Objective:
As a numbered list with blank lines dropped, write out only the lines in the records below, from the line with "Class: black wheel." up to and including the line with "412, 110, 532, 280".

**** Data shown

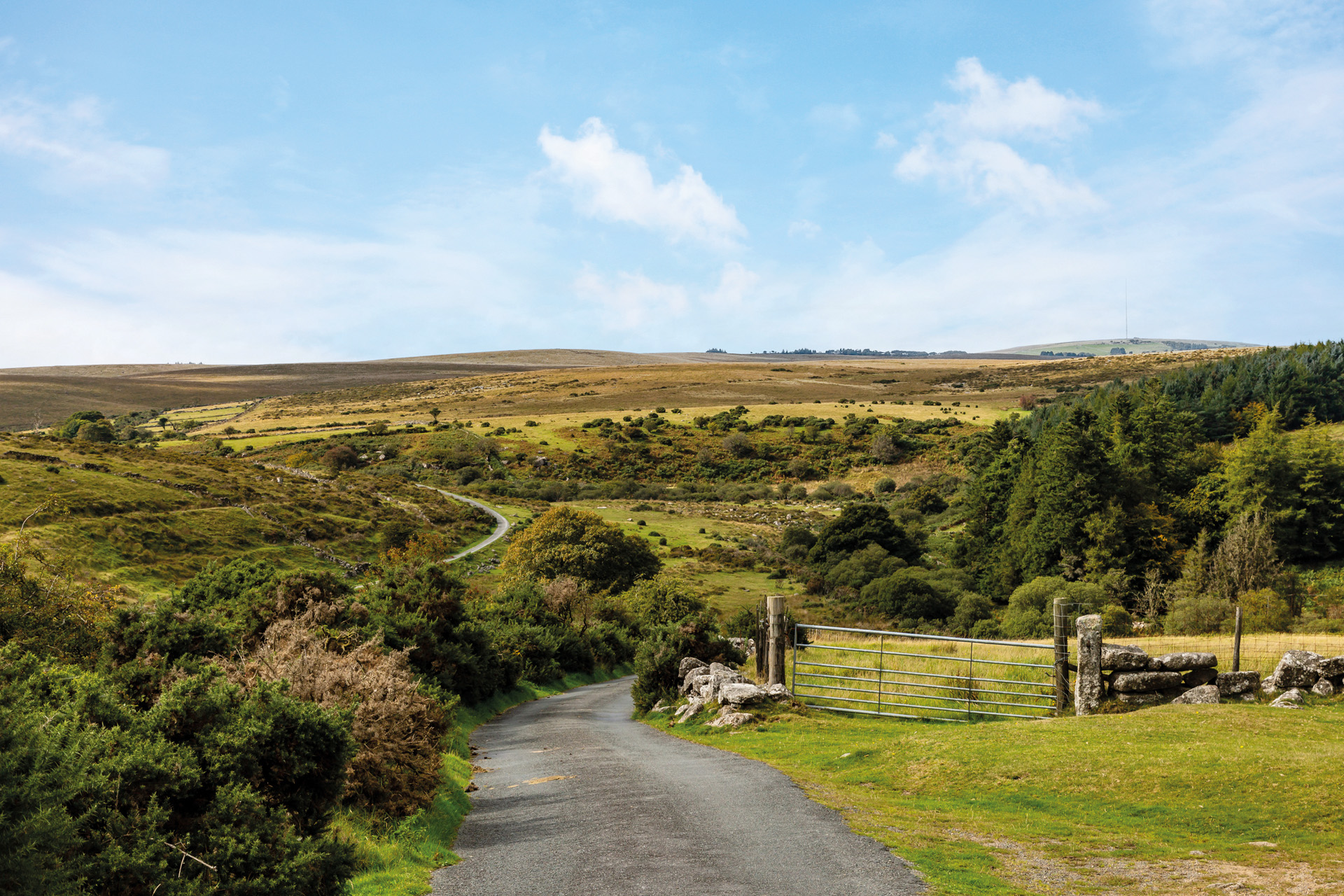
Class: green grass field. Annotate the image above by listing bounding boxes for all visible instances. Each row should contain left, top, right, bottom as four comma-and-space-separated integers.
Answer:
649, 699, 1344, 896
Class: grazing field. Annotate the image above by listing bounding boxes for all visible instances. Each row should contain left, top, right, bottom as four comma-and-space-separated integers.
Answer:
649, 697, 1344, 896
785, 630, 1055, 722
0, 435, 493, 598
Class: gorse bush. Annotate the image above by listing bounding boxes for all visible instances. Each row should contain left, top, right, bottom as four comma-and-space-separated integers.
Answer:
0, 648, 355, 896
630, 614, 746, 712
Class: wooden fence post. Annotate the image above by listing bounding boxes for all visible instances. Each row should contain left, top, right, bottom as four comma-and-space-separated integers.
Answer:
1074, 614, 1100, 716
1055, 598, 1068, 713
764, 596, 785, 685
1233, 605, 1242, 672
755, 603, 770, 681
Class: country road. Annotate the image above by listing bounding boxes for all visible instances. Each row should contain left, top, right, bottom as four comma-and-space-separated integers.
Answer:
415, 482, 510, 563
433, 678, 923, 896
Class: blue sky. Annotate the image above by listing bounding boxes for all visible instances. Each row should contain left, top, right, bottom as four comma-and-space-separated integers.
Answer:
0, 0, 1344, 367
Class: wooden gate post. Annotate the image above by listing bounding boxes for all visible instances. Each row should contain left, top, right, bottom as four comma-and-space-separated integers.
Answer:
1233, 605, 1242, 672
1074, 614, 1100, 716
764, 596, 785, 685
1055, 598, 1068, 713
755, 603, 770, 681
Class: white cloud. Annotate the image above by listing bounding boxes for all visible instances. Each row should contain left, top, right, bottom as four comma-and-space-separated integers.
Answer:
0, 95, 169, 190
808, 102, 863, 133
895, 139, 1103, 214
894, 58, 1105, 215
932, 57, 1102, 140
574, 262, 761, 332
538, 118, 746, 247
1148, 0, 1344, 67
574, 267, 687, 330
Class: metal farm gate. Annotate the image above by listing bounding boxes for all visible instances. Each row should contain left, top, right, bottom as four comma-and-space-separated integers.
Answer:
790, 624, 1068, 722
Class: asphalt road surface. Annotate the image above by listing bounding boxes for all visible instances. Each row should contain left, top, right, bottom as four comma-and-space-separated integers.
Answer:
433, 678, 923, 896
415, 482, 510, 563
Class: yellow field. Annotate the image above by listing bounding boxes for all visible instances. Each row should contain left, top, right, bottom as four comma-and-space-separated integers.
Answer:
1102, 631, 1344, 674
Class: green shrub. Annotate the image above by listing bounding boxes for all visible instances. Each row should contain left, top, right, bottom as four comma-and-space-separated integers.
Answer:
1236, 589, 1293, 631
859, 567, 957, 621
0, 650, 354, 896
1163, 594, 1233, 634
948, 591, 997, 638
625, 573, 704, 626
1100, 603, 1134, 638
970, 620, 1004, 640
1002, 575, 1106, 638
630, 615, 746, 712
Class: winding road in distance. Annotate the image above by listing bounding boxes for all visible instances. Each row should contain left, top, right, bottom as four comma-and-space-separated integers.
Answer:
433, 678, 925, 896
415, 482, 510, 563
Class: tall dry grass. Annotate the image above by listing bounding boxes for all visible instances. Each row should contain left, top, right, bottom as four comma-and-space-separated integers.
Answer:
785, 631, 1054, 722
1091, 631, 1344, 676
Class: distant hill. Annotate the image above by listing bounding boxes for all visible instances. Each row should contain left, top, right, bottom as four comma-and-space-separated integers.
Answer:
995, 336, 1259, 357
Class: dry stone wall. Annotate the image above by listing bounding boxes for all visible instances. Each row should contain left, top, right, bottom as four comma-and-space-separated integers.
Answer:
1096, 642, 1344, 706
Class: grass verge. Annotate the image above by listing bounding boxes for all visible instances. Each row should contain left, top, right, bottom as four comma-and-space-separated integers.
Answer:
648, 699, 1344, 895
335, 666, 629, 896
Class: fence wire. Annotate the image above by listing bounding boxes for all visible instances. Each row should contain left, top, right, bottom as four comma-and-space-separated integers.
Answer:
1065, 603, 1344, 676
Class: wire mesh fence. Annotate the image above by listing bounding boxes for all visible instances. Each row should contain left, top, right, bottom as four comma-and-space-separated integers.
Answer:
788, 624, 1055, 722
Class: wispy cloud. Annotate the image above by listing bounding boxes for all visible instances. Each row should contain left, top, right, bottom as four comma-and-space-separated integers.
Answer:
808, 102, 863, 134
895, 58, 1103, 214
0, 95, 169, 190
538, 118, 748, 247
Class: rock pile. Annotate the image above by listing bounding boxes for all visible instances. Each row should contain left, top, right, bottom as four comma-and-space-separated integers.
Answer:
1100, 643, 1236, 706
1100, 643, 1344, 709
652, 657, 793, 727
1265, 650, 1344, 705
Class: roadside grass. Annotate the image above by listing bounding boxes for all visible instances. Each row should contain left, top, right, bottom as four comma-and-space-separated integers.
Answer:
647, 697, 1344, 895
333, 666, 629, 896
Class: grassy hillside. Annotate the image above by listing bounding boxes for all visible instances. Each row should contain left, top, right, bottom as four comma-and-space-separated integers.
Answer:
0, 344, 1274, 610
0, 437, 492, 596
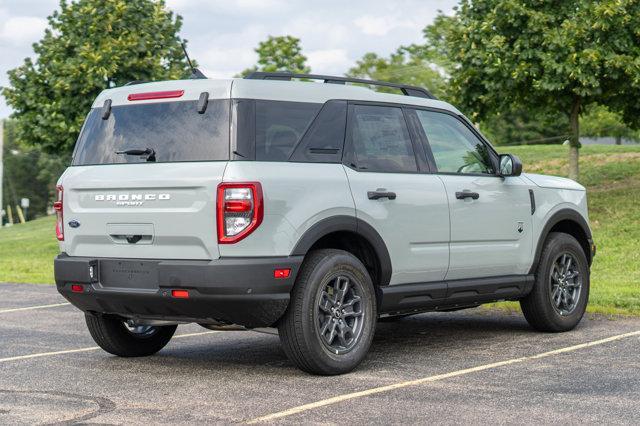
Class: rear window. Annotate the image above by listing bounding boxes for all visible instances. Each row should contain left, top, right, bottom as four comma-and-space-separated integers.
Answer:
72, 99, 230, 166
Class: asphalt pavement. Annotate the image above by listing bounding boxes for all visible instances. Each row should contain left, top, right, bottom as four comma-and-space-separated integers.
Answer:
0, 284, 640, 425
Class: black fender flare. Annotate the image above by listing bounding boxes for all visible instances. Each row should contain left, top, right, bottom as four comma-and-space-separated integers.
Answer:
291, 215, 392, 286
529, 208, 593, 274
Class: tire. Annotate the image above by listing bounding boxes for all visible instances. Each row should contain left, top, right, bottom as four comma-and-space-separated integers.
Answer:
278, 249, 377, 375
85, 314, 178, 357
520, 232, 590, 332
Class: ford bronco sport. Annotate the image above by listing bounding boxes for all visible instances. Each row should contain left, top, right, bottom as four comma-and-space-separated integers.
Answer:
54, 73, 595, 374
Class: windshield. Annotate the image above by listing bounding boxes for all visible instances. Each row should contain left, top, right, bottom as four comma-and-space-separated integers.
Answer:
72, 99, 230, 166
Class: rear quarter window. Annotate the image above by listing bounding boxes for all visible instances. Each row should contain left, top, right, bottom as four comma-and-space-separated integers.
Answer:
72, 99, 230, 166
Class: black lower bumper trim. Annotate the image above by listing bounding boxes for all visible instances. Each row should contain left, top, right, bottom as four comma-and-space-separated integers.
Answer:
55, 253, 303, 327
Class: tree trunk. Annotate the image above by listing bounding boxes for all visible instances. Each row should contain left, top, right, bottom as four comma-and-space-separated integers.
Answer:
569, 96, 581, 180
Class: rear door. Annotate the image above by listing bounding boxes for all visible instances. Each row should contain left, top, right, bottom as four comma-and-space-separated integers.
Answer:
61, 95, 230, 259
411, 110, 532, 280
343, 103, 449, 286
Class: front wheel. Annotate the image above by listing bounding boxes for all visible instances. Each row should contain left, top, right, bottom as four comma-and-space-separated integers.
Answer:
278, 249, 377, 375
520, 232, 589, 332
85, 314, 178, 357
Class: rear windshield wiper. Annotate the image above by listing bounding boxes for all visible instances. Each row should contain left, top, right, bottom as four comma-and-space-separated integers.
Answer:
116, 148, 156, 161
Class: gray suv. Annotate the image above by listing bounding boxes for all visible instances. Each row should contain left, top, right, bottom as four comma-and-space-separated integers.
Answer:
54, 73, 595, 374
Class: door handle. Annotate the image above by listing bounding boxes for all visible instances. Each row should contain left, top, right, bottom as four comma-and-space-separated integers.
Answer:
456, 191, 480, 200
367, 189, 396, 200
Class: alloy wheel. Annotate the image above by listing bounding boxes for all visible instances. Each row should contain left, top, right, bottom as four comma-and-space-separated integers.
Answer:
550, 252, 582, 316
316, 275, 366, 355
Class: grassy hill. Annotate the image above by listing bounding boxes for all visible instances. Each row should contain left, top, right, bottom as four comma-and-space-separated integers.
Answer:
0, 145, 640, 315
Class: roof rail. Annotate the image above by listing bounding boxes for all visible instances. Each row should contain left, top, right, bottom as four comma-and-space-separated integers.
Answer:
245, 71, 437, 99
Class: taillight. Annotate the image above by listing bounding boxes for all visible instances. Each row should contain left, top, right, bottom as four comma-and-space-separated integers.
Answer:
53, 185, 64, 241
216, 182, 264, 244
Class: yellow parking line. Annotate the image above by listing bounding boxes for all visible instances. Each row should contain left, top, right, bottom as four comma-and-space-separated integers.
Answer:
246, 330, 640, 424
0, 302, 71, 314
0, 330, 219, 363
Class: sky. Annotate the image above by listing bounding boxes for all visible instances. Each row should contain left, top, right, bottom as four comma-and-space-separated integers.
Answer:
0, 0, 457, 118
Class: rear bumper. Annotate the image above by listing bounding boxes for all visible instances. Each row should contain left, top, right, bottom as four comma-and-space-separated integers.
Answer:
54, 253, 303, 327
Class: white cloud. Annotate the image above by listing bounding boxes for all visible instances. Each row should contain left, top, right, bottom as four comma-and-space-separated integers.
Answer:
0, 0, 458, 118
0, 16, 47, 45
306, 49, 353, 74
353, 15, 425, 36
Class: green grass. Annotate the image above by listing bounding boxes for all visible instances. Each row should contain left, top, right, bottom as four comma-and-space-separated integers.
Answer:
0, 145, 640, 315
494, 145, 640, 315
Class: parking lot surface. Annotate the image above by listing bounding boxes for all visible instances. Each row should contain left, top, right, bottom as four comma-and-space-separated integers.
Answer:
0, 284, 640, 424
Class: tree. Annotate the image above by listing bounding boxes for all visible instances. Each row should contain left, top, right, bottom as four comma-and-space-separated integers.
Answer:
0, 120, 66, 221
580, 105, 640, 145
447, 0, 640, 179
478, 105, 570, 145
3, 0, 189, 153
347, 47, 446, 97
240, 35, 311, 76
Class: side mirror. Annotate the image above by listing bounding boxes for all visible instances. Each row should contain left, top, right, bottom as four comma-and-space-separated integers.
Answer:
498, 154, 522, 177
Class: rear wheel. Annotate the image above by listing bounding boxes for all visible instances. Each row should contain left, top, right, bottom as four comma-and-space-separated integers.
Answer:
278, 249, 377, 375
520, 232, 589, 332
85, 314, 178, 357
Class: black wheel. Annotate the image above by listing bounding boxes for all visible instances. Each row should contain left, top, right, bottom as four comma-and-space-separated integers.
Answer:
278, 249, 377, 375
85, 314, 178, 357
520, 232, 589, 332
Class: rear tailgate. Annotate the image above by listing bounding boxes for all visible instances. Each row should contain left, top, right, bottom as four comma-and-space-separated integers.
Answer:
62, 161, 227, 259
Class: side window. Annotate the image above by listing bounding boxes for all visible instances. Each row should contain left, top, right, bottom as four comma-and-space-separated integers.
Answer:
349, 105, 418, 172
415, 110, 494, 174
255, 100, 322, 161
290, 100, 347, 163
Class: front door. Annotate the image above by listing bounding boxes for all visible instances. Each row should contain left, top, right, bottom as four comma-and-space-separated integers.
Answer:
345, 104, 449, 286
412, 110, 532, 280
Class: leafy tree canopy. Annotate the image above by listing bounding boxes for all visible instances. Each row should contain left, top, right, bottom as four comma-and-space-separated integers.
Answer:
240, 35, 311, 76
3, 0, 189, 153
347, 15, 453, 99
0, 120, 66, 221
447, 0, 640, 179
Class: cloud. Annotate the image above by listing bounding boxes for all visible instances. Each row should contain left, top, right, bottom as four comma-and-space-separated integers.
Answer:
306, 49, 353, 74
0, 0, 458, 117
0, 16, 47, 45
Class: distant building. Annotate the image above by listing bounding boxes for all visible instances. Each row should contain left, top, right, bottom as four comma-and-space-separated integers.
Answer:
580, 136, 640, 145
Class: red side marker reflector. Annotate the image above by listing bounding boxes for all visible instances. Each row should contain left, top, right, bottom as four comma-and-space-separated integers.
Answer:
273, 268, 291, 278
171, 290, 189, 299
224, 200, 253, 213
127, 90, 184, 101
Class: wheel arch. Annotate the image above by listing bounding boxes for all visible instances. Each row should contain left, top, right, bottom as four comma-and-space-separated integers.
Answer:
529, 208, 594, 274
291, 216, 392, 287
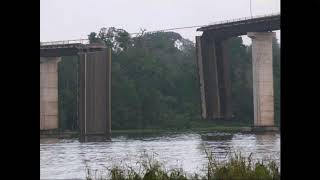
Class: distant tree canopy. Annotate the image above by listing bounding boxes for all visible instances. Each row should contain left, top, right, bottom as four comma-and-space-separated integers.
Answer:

********

Correct result:
1. Class: black wheel. Annotate the image above by listing bounding boxes for all visible instances. Each row should contain left, top, right, bottom as four comma-and-space-separated integers.
2. Answer:
3. 278, 249, 377, 375
4. 85, 314, 178, 357
5. 520, 232, 589, 332
6. Class: rear tailgate. Annotate the image above by listing bounding boxes for all visible instances. Each row should contain left, top, right, bottom as four comma-and-space-separated integers.
7. Answer:
8. 62, 161, 227, 259
9. Class: side window. Annotate the image above by listing bounding boxes for all visible instances. Each row should contain left, top, right, bottom as four comma-and-space-separated integers.
10. Answer:
11. 349, 105, 418, 172
12. 415, 110, 494, 174
13. 255, 100, 322, 161
14. 290, 100, 347, 163
15. Class: front door. Annotate the image above by listing bounding boxes for all visible instances. Each row should contain left, top, right, bottom as four comma-and-space-separated integers.
16. Answer:
17. 345, 104, 449, 286
18. 412, 110, 532, 280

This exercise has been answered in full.